§ Entries supplied
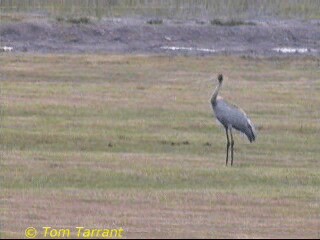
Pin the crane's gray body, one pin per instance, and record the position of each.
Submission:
(233, 117)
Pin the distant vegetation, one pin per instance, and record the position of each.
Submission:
(181, 9)
(230, 22)
(74, 20)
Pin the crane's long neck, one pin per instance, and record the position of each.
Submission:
(215, 94)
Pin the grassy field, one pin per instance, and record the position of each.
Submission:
(108, 141)
(176, 9)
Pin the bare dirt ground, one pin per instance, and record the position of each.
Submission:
(192, 37)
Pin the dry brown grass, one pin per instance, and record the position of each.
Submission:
(129, 141)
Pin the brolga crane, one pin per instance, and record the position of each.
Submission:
(231, 117)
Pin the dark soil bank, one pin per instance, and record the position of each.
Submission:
(261, 38)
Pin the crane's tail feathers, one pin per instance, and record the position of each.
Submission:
(251, 134)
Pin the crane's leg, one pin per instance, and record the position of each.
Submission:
(232, 143)
(228, 145)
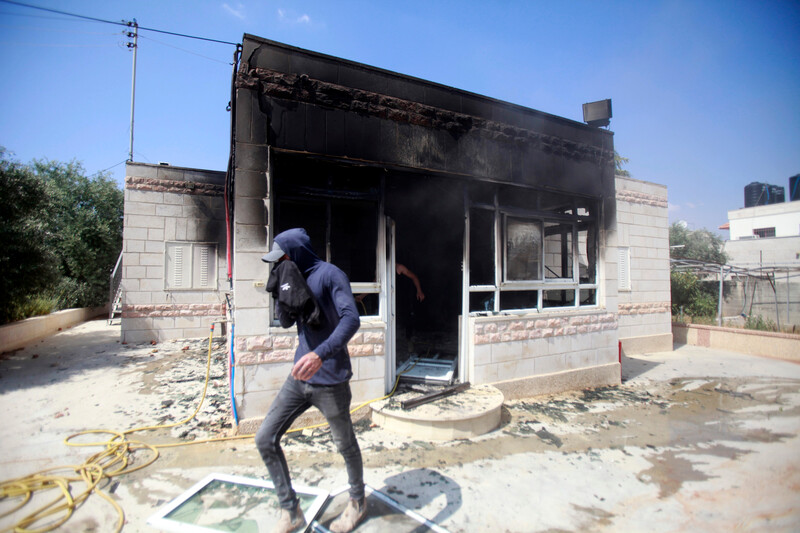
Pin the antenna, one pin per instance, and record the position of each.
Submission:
(135, 47)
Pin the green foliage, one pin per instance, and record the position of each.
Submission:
(760, 323)
(26, 262)
(85, 230)
(700, 245)
(62, 233)
(691, 297)
(619, 162)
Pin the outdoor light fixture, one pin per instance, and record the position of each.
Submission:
(597, 113)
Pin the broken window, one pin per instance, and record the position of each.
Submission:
(558, 250)
(548, 256)
(523, 249)
(190, 265)
(344, 233)
(481, 246)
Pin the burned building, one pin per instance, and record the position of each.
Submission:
(507, 216)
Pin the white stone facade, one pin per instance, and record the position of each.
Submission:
(644, 310)
(180, 207)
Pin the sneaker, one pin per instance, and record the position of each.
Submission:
(350, 517)
(290, 520)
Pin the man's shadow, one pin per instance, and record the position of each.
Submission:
(417, 488)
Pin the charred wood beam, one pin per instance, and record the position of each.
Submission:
(427, 398)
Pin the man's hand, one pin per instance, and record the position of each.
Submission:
(307, 366)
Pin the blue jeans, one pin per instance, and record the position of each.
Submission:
(294, 398)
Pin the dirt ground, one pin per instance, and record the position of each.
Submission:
(693, 440)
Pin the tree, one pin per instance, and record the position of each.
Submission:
(27, 264)
(700, 245)
(619, 162)
(61, 233)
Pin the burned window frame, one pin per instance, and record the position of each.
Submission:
(578, 289)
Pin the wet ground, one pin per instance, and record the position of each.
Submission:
(693, 440)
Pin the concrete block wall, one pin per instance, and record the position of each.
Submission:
(644, 311)
(264, 361)
(169, 204)
(513, 347)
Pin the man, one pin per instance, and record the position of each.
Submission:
(320, 377)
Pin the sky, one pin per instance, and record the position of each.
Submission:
(705, 94)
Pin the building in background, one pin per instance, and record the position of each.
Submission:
(765, 241)
(536, 262)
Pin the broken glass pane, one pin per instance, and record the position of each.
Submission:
(481, 247)
(557, 251)
(383, 514)
(231, 504)
(523, 249)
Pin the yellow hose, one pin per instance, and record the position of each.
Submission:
(104, 465)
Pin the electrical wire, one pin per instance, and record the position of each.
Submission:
(116, 459)
(121, 23)
(183, 50)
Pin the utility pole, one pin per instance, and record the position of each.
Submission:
(134, 46)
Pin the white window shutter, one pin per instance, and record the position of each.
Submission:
(190, 266)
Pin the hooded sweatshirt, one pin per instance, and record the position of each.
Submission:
(339, 319)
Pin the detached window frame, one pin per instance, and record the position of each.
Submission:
(190, 266)
(524, 278)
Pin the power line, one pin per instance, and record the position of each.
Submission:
(184, 50)
(121, 23)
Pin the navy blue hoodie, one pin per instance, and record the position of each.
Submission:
(339, 321)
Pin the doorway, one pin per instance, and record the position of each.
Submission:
(428, 222)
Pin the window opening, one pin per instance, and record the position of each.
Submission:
(510, 300)
(549, 250)
(481, 245)
(344, 233)
(558, 298)
(624, 268)
(557, 251)
(523, 249)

§ What is asked
Your copy should match the records word for word, with the pictures removed.

§ Final result
Pin the crane's gray body, one pin per instance, and record the position of each.
Submission:
(233, 117)
Pin the distant vegetation, one pin per instance, and record the position of each.
Submission:
(181, 9)
(230, 22)
(74, 20)
Pin the crane's long neck, one pin per instance, and record the position of each.
Submission:
(215, 94)
Pin the grassy field, one pin per instance, and record the position of each.
Submission:
(108, 141)
(176, 9)
Pin the bare dirt ground, one pin per instance, and record the position of each.
Submission:
(192, 37)
Pin the dry brown grass, one pin per instance, and record the position of each.
Submission:
(129, 141)
Pin the brolga crane, one pin per instance, and record the position of each.
Submission:
(231, 117)
Pin the dark soil bank, one pin per instance, and record the position of each.
Submission:
(261, 38)
Pin the crane's tail feathers, one pin per instance, and record the position of each.
Submission:
(251, 134)
Pin the crane's leg, one pin per instance, and record the position of each.
Submission:
(232, 143)
(228, 145)
Pin the antenna, one pin per instance, and record the position of each.
Submission:
(135, 47)
Pin the green foliage, one pin per instance, and record the position of each.
Submission:
(760, 323)
(26, 262)
(85, 230)
(700, 245)
(62, 233)
(691, 297)
(619, 162)
Pin the outdoor light fixture, one pin per instance, and record the position of each.
Submission:
(597, 113)
Pin the broken window, one pin per instance, and record the position of each.
Submission:
(558, 250)
(548, 256)
(523, 249)
(190, 265)
(344, 233)
(481, 246)
Pin the burned building, one pin per instance, and record the position of each.
Submission:
(507, 216)
Pin the white stone facade, one pin per instance, and record the position of each.
Submission:
(644, 310)
(180, 207)
Pin the sneaker, one pin per instance, and record the position of each.
Submission:
(350, 517)
(290, 520)
Pin the man's shadow, one pin per instance, and record the position of each.
Submission:
(417, 488)
Pin the charred wood beam, one pin per instance, and record the position of each.
Submission:
(427, 398)
Pin the man's hand, one pin per instance, and record the position of each.
Submission:
(307, 366)
Pin the blue jeans, one pin per instance, and record the position of each.
Submission:
(294, 398)
Pin the dirt ground, one pin per instance, and record the position of each.
Submission:
(693, 440)
Pin the tree, one pin per instance, and record the position of each.
Submission:
(27, 264)
(700, 245)
(619, 162)
(61, 233)
Pin the burned window frame, one pin per instance, and record the position of each.
Submission:
(578, 289)
Pin the wet ground, one pin per instance, and record the position of each.
Submission:
(693, 440)
Pin the concrete block wall, one pin per instance, and record the position of each.
Submission:
(644, 311)
(264, 361)
(169, 204)
(513, 347)
Pin the man, one pin per instance, and record the position of each.
Submission:
(320, 377)
Pin the sky, one pin per instance, and record the position of each.
Submission:
(705, 94)
Pin the building in background, one pin per instance, and record the position of each.
Submission:
(765, 241)
(536, 262)
Pin the broken glass pane, one pin per instance, and record the position of each.
Submission:
(481, 247)
(557, 251)
(383, 514)
(231, 504)
(523, 249)
Pin the yellow hose, one pin per instance, and record the position of each.
Submission:
(104, 465)
Pin the electrical wire, one pin per instance, and record the position of each.
Submission:
(116, 459)
(121, 23)
(183, 50)
Pin the utility pole, one pin per instance, and record the position of each.
Submission:
(134, 46)
Pin the white window shutter, one pin per instance, and record the position of each.
Submission:
(190, 266)
Pin the hooded sweatshirt, one pin per instance, and record the position of each.
Submission:
(339, 319)
Pin the detached window frame, one pin per instance, and record the position of each.
Submission:
(190, 266)
(524, 278)
Pin the power line, one pin per instance, and record the position of each.
Submission:
(184, 50)
(121, 23)
Pin the navy blue hoodie, one pin per instance, and record the position of each.
Submission:
(339, 321)
Pin the doorway, one pin per instance, and record the position of each.
Submission:
(428, 222)
Pin the window opening, one pin per instance, and record the position of each.
Submission:
(510, 300)
(549, 250)
(481, 245)
(344, 233)
(558, 298)
(624, 268)
(557, 251)
(523, 249)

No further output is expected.